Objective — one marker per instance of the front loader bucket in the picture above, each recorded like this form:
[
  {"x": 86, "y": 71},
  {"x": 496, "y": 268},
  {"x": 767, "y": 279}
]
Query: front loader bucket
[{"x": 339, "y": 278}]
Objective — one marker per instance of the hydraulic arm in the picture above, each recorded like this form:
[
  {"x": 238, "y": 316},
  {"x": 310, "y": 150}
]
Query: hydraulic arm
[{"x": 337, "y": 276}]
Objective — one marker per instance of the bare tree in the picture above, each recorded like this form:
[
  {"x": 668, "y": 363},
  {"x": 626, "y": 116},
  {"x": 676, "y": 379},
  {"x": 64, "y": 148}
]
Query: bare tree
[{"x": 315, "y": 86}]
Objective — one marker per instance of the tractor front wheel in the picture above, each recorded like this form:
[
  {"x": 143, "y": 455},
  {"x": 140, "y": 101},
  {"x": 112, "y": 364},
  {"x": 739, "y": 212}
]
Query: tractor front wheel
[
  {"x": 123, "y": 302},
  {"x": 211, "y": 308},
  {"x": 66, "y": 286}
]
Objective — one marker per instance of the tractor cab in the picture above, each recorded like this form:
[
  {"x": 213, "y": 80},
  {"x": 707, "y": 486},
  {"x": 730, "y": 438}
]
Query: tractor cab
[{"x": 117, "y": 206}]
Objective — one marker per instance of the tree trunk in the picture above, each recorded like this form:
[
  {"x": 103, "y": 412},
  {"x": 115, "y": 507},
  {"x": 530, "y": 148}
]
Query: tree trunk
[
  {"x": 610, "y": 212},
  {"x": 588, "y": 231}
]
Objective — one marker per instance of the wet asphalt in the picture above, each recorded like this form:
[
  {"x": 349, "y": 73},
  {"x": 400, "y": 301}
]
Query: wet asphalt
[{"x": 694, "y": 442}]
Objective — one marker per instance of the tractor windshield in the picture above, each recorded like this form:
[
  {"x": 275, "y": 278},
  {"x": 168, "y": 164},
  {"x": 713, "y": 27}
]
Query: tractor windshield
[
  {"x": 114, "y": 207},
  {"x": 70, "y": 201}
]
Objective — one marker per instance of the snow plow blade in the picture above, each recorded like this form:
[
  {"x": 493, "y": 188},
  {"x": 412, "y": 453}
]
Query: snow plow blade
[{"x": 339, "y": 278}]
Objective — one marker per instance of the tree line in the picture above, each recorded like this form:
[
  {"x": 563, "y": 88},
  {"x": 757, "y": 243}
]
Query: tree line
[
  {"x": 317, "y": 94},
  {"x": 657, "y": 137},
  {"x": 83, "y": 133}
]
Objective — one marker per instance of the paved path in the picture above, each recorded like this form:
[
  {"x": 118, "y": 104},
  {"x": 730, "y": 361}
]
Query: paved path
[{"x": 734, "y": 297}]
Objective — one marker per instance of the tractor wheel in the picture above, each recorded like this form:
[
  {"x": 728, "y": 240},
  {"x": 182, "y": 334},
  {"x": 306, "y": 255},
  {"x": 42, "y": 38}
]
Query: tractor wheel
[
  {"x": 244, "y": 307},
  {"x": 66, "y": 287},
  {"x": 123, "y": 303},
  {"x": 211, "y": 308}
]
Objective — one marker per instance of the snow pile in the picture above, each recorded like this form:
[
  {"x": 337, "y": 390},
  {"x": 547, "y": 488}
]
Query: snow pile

## [What needs to be done]
Please write out the records from above, keeping every line exact.

## [Task result]
Objective — one marker per instance of the front loader bucket in the picture above, each recorded like this form:
[
  {"x": 86, "y": 71},
  {"x": 496, "y": 268},
  {"x": 767, "y": 279}
]
Query: front loader bucket
[{"x": 339, "y": 278}]
Objective — one marker per instance of the hydraulic arm in the picture above, each recorded like this form:
[
  {"x": 238, "y": 316},
  {"x": 310, "y": 150}
]
Query: hydraulic arm
[{"x": 337, "y": 276}]
Objective — one marker per instance of the bare tree in the picture above, each recorded like this form:
[
  {"x": 668, "y": 363},
  {"x": 626, "y": 116},
  {"x": 676, "y": 379},
  {"x": 64, "y": 148}
]
Query: bare tree
[{"x": 315, "y": 86}]
Objective — one marker per instance of the tractor front wheel in the picture above, each recorded like this form:
[
  {"x": 143, "y": 455},
  {"x": 140, "y": 101},
  {"x": 112, "y": 364},
  {"x": 739, "y": 212}
]
Query: tractor front wheel
[
  {"x": 123, "y": 302},
  {"x": 211, "y": 308},
  {"x": 66, "y": 286}
]
Objective — one marker per instance of the tractor cab in the picture above, each recorded like this form:
[
  {"x": 213, "y": 80},
  {"x": 707, "y": 486},
  {"x": 730, "y": 438}
]
Query: tractor cab
[{"x": 117, "y": 206}]
Objective — one marker per instance of the tree trunk in the picture above, each recorded like this form:
[
  {"x": 103, "y": 412},
  {"x": 115, "y": 507},
  {"x": 530, "y": 148}
]
Query: tree trunk
[
  {"x": 610, "y": 212},
  {"x": 588, "y": 231}
]
Objective — one marker per instance of the wet asphalt in the picture above, each recorded like this form:
[
  {"x": 349, "y": 73},
  {"x": 400, "y": 301}
]
Query: wet asphalt
[{"x": 694, "y": 442}]
Objective — one marker per instance of the tractor windshield in the picture above, each recorded like this form:
[
  {"x": 275, "y": 278},
  {"x": 168, "y": 164},
  {"x": 713, "y": 27}
]
Query: tractor windshield
[
  {"x": 114, "y": 207},
  {"x": 70, "y": 201}
]
Objective — one marker per instance of the snow plow blade in the picture above, each recorded like this form:
[
  {"x": 493, "y": 188},
  {"x": 412, "y": 453}
]
Query: snow plow blade
[{"x": 339, "y": 278}]
Objective — one marker per instance of the tree line in the picture above, each recorded like this form:
[
  {"x": 563, "y": 88},
  {"x": 757, "y": 243}
]
Query: tree line
[
  {"x": 317, "y": 94},
  {"x": 657, "y": 137},
  {"x": 83, "y": 133}
]
Objective — one marker per instance of the paved path in the picture above, each recorded like this form:
[
  {"x": 118, "y": 104},
  {"x": 730, "y": 361}
]
Query: paved path
[{"x": 734, "y": 297}]
Objective — one marker per instance of the tractor wheel in the picture above, each recorded like this form:
[
  {"x": 728, "y": 240},
  {"x": 182, "y": 334},
  {"x": 306, "y": 255},
  {"x": 42, "y": 38}
]
Query: tractor wheel
[
  {"x": 244, "y": 307},
  {"x": 66, "y": 287},
  {"x": 123, "y": 303},
  {"x": 211, "y": 308}
]
Objective — one marker per instance of the snow pile in the picture above, each recorded like this form:
[
  {"x": 337, "y": 390},
  {"x": 547, "y": 488}
]
Query: snow pile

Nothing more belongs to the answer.